:: Objective ::
Print verbatim the lines of the entries from the one containing "find person standing" to the last, inclusive, and no others.

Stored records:
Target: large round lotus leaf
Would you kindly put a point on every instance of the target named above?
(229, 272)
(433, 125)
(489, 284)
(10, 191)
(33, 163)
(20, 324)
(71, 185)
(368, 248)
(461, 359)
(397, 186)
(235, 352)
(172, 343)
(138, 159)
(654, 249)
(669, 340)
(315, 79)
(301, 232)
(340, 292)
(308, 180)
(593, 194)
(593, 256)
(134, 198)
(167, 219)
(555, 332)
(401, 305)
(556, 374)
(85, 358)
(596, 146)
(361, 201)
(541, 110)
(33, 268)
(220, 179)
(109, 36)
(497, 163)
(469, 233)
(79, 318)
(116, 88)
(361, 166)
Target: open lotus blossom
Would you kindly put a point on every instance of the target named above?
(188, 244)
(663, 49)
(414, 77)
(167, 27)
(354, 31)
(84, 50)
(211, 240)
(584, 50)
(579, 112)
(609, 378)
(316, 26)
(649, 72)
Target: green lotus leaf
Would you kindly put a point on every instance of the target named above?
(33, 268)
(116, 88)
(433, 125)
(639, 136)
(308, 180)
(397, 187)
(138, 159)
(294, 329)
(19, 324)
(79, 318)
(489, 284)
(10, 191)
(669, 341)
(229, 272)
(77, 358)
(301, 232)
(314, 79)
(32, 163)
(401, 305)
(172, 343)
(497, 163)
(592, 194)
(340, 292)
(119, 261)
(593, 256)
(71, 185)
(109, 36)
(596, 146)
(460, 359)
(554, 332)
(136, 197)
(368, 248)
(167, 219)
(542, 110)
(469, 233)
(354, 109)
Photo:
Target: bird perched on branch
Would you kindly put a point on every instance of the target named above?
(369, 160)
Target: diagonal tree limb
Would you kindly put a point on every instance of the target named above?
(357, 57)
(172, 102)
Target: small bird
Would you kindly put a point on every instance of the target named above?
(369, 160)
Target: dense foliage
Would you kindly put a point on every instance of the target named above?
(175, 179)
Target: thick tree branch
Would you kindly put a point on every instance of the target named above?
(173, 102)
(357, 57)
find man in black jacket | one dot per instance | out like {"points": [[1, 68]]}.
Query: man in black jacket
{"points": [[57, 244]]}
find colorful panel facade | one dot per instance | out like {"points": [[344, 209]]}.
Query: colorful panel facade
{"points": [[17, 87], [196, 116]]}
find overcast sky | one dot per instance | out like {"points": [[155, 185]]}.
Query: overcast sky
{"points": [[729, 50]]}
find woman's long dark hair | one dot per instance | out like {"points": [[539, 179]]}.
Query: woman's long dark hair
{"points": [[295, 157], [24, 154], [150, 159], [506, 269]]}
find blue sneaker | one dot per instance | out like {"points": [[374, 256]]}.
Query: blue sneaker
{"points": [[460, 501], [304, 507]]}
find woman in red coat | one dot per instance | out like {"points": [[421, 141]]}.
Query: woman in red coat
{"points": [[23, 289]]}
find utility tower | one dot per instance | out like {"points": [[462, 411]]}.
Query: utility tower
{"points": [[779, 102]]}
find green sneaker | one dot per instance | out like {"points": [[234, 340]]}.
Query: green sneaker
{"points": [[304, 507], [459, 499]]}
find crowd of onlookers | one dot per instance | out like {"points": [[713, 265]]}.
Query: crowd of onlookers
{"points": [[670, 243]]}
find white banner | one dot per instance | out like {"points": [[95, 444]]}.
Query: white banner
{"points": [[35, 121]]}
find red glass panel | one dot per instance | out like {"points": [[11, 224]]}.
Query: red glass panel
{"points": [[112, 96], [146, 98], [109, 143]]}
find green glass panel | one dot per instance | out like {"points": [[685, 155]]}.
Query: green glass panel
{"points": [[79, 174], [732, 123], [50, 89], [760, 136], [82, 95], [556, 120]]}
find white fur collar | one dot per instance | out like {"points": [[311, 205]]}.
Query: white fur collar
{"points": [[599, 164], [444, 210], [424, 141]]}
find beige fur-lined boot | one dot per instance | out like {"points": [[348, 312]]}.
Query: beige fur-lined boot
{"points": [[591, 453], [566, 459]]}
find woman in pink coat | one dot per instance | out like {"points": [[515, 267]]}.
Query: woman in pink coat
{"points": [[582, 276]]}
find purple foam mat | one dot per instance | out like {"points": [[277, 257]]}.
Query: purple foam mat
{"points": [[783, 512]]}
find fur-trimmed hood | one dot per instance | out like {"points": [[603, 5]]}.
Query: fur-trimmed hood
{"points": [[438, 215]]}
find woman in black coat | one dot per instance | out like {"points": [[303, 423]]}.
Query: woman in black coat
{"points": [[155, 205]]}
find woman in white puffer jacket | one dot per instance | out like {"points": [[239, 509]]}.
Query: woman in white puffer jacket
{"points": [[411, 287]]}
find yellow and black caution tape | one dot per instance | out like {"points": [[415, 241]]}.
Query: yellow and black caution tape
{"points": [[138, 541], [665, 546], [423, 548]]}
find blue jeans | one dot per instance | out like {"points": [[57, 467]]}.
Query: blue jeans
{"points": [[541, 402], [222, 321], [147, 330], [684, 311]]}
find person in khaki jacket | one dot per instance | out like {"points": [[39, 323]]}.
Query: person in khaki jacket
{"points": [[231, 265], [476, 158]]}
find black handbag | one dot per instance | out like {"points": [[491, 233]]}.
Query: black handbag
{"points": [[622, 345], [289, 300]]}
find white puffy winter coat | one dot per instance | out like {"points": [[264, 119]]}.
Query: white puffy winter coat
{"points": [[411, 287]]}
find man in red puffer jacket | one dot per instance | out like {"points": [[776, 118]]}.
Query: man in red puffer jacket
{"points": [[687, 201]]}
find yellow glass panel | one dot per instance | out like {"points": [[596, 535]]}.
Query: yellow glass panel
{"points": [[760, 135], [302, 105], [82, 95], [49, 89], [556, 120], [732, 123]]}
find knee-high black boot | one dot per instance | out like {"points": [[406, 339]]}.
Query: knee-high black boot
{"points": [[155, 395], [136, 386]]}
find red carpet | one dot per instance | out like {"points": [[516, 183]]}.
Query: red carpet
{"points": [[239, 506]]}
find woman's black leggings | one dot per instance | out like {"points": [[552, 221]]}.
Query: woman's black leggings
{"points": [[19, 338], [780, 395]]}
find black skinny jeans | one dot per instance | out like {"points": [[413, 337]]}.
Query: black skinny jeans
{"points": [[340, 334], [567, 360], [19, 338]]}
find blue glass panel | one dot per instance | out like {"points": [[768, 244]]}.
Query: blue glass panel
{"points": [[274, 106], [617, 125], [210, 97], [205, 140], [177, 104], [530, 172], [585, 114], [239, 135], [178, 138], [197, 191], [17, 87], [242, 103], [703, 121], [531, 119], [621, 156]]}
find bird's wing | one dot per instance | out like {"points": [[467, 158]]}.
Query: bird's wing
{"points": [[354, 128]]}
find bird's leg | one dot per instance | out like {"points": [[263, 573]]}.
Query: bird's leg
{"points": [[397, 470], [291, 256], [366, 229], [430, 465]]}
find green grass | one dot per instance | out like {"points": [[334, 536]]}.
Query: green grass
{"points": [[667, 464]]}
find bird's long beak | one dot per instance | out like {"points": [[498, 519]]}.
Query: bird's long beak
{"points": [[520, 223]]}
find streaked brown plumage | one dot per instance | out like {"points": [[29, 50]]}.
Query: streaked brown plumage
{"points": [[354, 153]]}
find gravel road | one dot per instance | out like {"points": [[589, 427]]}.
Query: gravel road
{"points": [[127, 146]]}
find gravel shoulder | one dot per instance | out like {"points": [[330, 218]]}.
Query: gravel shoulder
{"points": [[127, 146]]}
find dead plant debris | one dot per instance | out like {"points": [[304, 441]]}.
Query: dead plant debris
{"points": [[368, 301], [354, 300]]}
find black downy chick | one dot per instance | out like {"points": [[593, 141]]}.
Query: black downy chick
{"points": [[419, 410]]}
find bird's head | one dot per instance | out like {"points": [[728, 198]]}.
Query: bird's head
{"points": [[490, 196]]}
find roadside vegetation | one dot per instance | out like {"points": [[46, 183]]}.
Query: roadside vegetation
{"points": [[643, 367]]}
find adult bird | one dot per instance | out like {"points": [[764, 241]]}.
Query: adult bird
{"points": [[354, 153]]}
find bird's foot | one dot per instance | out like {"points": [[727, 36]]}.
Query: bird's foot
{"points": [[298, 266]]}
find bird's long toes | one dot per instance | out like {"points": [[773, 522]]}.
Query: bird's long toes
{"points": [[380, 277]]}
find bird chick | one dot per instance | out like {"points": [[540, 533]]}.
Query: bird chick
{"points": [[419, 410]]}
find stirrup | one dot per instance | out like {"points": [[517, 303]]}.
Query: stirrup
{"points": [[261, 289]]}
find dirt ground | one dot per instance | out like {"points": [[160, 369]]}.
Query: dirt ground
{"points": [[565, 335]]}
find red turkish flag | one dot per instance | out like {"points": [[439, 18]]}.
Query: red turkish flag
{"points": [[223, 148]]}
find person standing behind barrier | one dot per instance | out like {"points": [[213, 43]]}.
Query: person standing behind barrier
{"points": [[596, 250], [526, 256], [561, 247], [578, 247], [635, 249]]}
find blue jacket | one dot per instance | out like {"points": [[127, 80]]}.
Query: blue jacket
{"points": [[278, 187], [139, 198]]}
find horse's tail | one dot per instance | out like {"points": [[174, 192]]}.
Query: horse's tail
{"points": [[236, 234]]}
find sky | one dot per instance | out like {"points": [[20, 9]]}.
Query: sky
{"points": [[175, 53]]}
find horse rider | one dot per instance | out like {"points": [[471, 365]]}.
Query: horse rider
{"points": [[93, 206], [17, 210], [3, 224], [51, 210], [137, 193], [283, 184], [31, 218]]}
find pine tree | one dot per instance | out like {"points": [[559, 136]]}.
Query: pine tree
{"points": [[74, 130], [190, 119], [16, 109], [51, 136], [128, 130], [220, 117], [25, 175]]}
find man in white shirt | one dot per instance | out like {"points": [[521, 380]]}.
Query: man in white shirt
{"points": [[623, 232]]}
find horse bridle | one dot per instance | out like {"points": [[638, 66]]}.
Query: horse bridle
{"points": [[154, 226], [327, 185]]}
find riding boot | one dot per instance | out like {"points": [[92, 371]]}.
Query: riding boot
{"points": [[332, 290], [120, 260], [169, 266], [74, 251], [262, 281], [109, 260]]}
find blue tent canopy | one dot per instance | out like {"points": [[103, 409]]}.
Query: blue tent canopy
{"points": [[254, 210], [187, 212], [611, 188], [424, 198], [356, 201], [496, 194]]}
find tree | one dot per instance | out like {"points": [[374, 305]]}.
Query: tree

:: Correct response ::
find person standing behind barrier | one dot per instance | out like {"points": [[213, 43]]}.
Query: person standing behind barrier
{"points": [[596, 250], [526, 256], [561, 247], [578, 247], [635, 249]]}
find blue jacket | one dot per instance | out like {"points": [[127, 80]]}.
Query: blue jacket
{"points": [[278, 187], [139, 198]]}
find horse's tail | one dot per instance | out like {"points": [[174, 192]]}.
Query: horse's tail
{"points": [[236, 234]]}
find sky | one dot per instance | out like {"points": [[20, 9]]}.
Query: sky
{"points": [[175, 53]]}
find horse rider | one dot per instance | out like {"points": [[471, 365]]}.
Query: horse rider
{"points": [[93, 206], [17, 210], [3, 224], [51, 210], [137, 193], [283, 184], [31, 218]]}
find pine tree | one dot per instance | out like {"points": [[559, 136]]}.
Query: pine tree
{"points": [[74, 130], [190, 119], [16, 109], [51, 136], [128, 130], [220, 117], [25, 175]]}
find man in white shirt | one dot per instance | out like {"points": [[521, 380]]}.
Query: man in white shirt
{"points": [[623, 232]]}
find horse bridle | one dot per instance | out like {"points": [[638, 66]]}.
Query: horse bridle
{"points": [[154, 226], [327, 185]]}
find riding boot | one dot per instance | out like {"points": [[92, 371]]}.
Query: riding boot
{"points": [[332, 290], [120, 260], [169, 266], [74, 251], [262, 281], [109, 260]]}
find blue tent canopy | one dot per instance | out like {"points": [[103, 409]]}.
Query: blue tent canopy
{"points": [[254, 210], [187, 212], [611, 188], [424, 198], [356, 201], [496, 194]]}
find tree | one dot per instance | out like {"points": [[374, 305]]}.
Query: tree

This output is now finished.